▸ Page text:
>> BEGIN

On remand from the Supreme Court, the Ninth Circuit vacated the district court's order denying defendant's 28 U.S.C. 2255 motion. Defendant alleged that trial counsel rendered ineffective assistance by failing to file a notice of appeal. In this case, the government never had the opportunity to challenge defendant's assertion, because both the district court's and this court's prior rulings held that the collateral attack waiver nonetheless barred the section 2255 motion.

Therefore, the panel held that the district court, on remand, should determine whether defendant expressly instructed his attorney to file a notice of appeal, and if not, whether counsel failed to consult, and if so, whether that failure constituted deficient performance.

>> END

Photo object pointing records
>> BEGIN

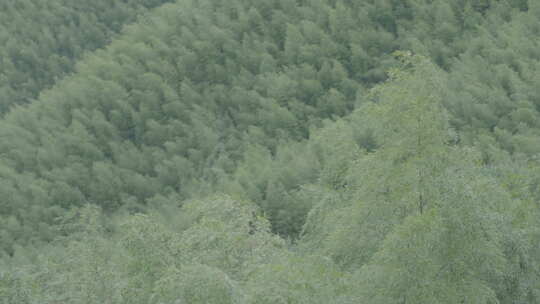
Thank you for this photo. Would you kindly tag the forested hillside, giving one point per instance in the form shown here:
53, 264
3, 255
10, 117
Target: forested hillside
40, 41
282, 151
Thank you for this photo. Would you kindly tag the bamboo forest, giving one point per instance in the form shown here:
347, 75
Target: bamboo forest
269, 152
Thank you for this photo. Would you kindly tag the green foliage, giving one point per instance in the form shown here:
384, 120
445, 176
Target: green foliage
351, 172
42, 41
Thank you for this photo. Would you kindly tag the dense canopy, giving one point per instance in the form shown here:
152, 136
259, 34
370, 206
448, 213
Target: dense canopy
280, 151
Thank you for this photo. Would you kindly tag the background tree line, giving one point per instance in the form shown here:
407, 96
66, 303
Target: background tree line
272, 152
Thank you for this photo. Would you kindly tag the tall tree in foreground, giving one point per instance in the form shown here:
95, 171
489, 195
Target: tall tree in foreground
424, 223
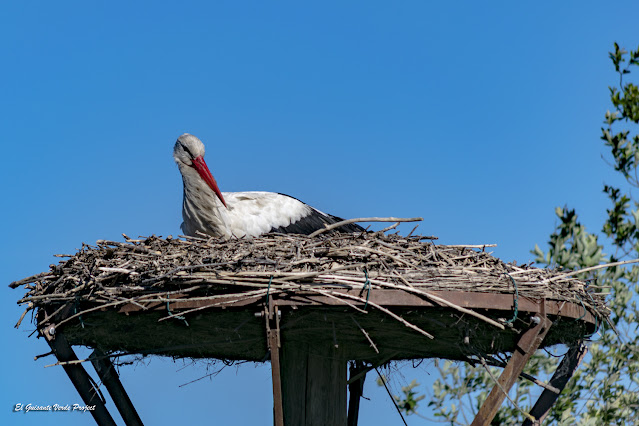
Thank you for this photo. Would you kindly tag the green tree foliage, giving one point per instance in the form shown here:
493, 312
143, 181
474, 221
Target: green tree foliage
605, 389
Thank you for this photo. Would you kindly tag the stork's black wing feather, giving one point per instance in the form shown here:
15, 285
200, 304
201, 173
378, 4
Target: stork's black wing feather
315, 221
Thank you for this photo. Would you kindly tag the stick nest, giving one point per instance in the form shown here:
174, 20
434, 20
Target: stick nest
112, 274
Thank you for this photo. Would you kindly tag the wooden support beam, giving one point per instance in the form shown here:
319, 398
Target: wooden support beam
78, 375
106, 371
355, 390
564, 372
273, 339
527, 345
313, 384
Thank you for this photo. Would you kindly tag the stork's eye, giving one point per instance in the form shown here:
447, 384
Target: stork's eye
187, 150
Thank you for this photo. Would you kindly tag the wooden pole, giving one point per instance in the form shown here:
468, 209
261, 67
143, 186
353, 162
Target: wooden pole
313, 384
105, 369
78, 375
355, 391
273, 338
527, 345
564, 372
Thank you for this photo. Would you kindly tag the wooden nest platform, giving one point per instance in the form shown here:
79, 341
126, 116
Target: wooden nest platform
376, 296
309, 304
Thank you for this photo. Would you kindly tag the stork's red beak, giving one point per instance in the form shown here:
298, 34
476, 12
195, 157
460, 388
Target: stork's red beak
200, 165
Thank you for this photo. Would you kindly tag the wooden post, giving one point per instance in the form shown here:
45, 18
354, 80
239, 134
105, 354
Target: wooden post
564, 372
355, 391
78, 375
527, 345
105, 369
313, 384
273, 339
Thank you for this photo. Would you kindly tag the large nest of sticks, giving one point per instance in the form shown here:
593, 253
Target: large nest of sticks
375, 296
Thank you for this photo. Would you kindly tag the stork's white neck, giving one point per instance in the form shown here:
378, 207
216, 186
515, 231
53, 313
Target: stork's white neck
201, 209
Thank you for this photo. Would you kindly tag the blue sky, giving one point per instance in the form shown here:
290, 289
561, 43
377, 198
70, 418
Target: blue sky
479, 117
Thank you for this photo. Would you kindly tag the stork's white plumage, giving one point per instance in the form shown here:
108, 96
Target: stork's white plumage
238, 214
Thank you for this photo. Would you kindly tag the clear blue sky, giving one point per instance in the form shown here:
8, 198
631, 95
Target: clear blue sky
479, 117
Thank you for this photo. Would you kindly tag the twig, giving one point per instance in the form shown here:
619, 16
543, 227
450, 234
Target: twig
592, 268
501, 388
393, 226
365, 334
364, 219
386, 311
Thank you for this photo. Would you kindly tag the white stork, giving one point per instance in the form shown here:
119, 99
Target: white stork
237, 214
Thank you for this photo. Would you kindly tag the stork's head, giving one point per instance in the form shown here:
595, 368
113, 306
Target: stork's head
189, 152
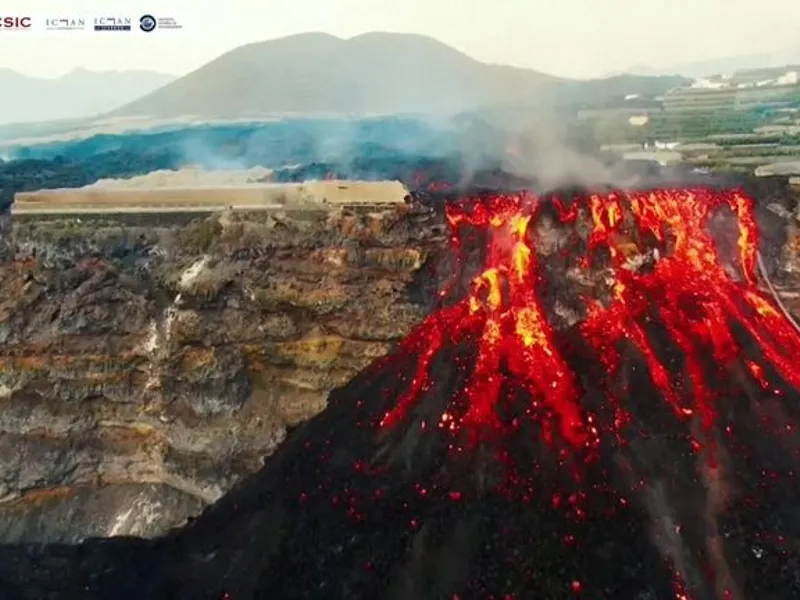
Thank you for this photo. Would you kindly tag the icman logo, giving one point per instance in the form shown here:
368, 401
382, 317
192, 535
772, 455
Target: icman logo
15, 22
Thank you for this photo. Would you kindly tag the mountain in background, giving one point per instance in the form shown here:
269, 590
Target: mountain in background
373, 73
79, 93
731, 64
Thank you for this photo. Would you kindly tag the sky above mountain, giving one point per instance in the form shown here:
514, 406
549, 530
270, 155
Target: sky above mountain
571, 38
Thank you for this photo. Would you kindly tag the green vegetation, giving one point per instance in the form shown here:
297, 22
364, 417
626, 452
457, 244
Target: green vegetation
691, 126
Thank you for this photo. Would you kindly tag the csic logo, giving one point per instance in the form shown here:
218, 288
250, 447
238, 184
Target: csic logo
112, 24
15, 23
147, 23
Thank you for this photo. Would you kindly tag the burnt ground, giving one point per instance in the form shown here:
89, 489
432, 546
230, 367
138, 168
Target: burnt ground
345, 510
340, 512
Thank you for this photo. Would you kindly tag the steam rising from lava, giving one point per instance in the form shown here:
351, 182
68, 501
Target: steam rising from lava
644, 285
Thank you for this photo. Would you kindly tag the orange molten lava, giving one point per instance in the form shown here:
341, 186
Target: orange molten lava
687, 290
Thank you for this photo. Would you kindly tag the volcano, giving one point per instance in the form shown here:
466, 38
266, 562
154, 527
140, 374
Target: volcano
602, 403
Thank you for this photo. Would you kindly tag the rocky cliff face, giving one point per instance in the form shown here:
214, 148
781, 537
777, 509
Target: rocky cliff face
144, 368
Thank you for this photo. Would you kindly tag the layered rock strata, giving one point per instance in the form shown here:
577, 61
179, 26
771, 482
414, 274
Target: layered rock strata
145, 369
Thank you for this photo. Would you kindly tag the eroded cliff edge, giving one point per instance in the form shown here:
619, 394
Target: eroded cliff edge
147, 366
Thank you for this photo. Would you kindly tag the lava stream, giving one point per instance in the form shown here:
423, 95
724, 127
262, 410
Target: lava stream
686, 288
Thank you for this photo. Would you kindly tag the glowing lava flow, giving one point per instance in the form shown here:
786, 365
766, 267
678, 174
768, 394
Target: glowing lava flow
687, 291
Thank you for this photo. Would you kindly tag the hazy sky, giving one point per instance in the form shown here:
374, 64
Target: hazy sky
578, 38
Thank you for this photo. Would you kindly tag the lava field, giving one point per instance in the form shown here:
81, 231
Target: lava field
601, 404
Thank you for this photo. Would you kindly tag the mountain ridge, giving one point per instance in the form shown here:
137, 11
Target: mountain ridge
372, 73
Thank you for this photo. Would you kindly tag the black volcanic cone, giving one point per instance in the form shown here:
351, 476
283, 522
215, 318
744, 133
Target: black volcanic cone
349, 509
345, 511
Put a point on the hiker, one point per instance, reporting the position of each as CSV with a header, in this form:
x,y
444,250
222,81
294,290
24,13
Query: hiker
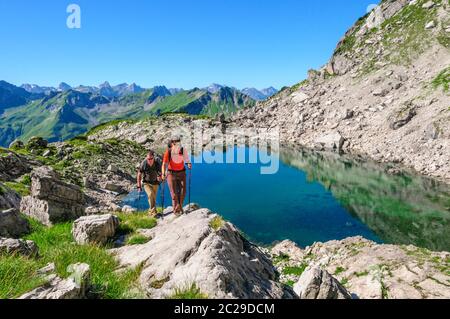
x,y
174,161
150,174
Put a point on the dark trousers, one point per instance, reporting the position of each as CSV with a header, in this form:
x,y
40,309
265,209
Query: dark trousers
x,y
177,186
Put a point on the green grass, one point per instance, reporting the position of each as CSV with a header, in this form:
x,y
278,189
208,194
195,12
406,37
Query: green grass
x,y
362,274
18,275
56,245
344,281
158,284
296,271
216,223
137,239
190,292
20,188
281,258
442,80
130,223
290,283
103,126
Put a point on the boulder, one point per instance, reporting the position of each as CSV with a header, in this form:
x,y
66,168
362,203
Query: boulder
x,y
36,142
128,209
113,169
219,261
95,229
191,208
402,118
113,187
12,246
12,225
332,142
288,248
74,287
316,283
430,25
428,5
8,198
12,166
16,145
299,97
52,200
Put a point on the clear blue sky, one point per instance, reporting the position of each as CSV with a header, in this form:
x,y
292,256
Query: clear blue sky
x,y
178,43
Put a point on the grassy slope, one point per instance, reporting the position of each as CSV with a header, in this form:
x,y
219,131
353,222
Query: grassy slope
x,y
55,120
18,274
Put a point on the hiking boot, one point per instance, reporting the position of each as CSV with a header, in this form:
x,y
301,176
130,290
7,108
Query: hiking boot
x,y
153,213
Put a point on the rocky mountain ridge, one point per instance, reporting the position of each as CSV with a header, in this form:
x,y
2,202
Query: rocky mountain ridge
x,y
384,93
207,256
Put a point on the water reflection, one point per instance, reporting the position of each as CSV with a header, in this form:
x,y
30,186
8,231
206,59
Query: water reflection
x,y
403,208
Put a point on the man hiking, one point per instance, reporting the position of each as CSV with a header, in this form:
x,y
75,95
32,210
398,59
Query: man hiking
x,y
149,173
173,168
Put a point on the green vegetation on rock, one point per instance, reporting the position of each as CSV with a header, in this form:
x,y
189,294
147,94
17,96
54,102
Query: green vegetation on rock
x,y
18,275
295,270
189,292
442,80
216,223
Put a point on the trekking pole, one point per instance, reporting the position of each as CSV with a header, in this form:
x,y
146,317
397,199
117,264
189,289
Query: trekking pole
x,y
190,178
162,199
138,206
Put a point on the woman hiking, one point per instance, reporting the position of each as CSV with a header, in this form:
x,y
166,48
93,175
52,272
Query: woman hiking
x,y
150,174
173,168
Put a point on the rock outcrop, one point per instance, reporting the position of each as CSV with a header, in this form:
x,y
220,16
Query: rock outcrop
x,y
74,287
316,283
8,198
52,200
201,249
379,91
18,246
95,229
373,271
13,166
12,225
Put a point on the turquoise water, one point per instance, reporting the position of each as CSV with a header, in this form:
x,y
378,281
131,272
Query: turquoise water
x,y
314,197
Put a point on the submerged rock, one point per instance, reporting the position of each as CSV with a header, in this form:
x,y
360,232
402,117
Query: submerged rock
x,y
201,249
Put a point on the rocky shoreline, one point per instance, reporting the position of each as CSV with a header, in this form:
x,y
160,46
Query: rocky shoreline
x,y
202,254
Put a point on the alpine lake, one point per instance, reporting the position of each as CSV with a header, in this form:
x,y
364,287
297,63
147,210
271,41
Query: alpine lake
x,y
317,197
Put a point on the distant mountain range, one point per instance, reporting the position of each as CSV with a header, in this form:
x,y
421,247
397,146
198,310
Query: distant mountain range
x,y
260,95
64,112
123,89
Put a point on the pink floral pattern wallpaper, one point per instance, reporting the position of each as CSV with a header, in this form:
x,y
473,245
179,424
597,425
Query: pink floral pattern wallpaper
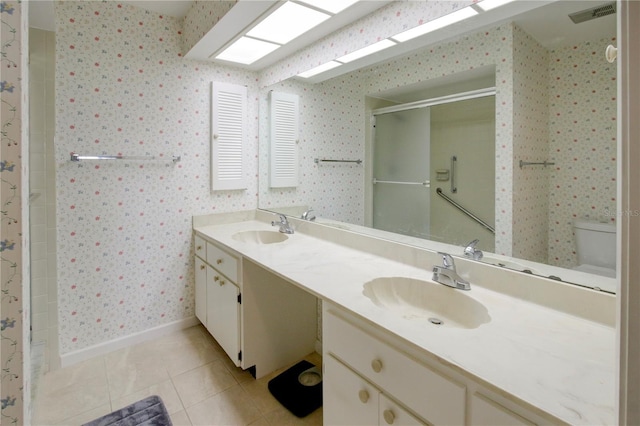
x,y
14,305
125,255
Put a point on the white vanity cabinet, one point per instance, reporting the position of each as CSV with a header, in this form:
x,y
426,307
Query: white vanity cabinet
x,y
368,380
217,295
262,321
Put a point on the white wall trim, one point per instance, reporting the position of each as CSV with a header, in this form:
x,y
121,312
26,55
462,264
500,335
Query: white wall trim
x,y
126,341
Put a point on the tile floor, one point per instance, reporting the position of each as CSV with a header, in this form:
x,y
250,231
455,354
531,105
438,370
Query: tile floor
x,y
188,370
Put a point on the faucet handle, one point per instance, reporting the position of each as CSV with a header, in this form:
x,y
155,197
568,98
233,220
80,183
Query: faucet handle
x,y
447,260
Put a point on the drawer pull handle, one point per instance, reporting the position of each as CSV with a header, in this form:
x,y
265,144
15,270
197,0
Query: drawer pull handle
x,y
389,417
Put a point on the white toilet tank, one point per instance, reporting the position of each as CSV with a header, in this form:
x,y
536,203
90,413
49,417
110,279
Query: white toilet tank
x,y
596,246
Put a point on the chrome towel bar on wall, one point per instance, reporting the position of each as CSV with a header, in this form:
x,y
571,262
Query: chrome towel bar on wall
x,y
77,157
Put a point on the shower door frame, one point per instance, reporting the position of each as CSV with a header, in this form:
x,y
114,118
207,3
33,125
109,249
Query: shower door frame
x,y
370,142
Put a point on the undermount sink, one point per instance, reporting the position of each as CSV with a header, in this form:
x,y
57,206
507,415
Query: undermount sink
x,y
419,300
260,237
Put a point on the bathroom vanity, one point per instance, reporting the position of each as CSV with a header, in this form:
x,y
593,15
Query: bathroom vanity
x,y
397,347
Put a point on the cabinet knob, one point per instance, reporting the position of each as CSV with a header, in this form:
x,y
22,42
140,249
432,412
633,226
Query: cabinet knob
x,y
389,417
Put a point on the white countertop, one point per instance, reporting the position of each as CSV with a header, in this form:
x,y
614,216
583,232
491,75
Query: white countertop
x,y
556,362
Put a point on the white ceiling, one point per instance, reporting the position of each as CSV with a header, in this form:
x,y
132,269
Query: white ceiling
x,y
549,24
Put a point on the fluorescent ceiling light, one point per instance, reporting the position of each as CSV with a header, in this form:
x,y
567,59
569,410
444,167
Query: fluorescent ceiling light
x,y
376,47
491,4
438,23
331,6
247,50
288,22
319,69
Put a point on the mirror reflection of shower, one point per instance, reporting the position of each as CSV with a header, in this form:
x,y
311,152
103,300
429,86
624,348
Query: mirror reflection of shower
x,y
422,146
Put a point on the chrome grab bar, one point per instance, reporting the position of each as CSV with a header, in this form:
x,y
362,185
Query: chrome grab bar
x,y
467,212
454,188
426,183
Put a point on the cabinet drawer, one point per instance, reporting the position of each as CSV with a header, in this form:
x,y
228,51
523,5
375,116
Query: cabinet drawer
x,y
485,412
347,398
223,262
200,247
434,397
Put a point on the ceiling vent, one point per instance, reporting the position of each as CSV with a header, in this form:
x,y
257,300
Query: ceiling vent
x,y
593,13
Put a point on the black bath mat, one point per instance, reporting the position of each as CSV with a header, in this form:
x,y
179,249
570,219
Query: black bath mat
x,y
147,412
301,400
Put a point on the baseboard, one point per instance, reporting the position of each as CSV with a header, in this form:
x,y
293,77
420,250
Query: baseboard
x,y
126,341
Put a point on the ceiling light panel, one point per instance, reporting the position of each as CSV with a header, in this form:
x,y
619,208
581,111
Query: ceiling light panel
x,y
288,22
492,4
331,6
319,69
436,24
373,48
247,50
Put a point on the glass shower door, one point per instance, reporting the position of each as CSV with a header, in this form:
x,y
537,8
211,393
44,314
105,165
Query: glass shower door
x,y
400,168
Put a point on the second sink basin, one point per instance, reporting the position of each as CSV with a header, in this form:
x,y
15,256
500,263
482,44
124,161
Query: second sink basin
x,y
260,237
414,299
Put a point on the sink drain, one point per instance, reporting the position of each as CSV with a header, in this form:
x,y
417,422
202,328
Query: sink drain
x,y
436,321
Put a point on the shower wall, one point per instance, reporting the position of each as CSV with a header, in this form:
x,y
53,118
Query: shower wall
x,y
44,305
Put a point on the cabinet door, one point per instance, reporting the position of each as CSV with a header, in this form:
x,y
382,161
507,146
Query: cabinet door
x,y
393,414
347,398
201,290
223,313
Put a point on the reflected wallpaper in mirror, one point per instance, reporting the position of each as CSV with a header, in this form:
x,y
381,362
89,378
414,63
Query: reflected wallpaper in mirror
x,y
551,104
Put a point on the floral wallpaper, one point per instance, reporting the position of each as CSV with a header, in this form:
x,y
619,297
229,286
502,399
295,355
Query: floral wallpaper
x,y
14,307
125,255
582,143
202,16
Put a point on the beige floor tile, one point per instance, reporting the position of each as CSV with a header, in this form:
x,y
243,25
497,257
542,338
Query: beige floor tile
x,y
87,416
283,417
68,376
202,382
165,390
180,419
130,378
231,407
55,405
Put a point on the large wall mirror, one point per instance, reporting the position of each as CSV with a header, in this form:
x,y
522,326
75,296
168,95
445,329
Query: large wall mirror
x,y
514,122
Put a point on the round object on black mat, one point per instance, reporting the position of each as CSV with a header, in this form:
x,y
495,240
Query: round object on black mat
x,y
295,396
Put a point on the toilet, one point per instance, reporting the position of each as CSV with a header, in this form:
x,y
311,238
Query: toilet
x,y
596,247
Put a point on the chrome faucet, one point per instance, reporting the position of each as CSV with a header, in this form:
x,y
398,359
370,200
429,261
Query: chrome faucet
x,y
472,252
285,226
308,215
447,275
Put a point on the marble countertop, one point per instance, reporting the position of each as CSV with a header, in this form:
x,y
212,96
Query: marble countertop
x,y
561,364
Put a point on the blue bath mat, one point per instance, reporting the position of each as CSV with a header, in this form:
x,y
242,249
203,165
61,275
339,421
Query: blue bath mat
x,y
147,412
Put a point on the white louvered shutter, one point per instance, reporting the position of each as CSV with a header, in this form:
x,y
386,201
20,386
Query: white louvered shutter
x,y
228,134
283,170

>> END

▸ Problems to solve:
1. According to the Ninth Circuit summary, what did the defendant allege that trial counsel failed to do?
2. Extract every line of the records that contains the string "wallpaper". Matching is case-sensitive.

▸ Written answers:
1. File a notice of appeal.

2.
Put a point on the pink floral pattern wallpaper, one point per instance, reporting the position of each as CSV with a header, in this form:
Query: pink floral pattern wallpaper
Put a point on the reflected wallpaper in mirror, one point per instance, reporting the position of each as CSV with a header, in this form:
Query: reflected wallpaper in mirror
Put a point on the floral wallpaper, one point per instance, reporting the position of each as CSV with a header, in this form:
Query: floral wallpaper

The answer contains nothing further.